DATASET EXCERPTS »

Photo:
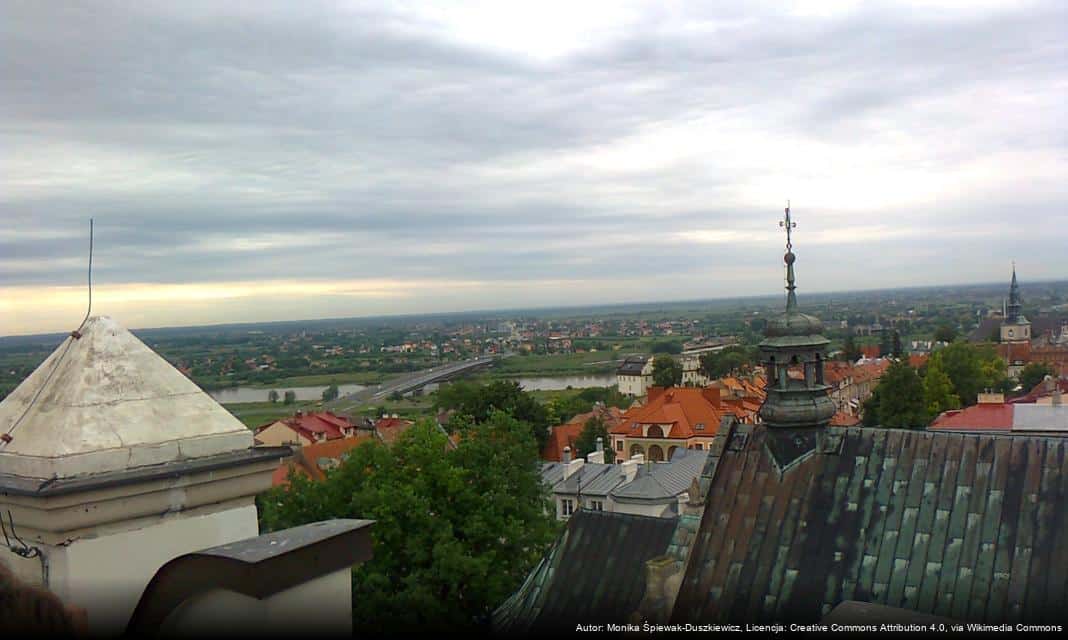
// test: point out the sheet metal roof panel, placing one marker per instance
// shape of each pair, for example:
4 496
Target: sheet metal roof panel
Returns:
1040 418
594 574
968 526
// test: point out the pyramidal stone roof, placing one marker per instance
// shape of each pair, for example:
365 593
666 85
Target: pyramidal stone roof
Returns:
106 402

JOB »
Return exactly the lines from the one containing "roof, placing one marker per instance" to the last line of the data, and nothing more.

TASK SOLUTION »
// test: point out the pyramidal stone roof, placing one marker per instance
// shape of each pair, for example:
365 593
666 85
Target: pyramidal stone roof
Returns:
106 402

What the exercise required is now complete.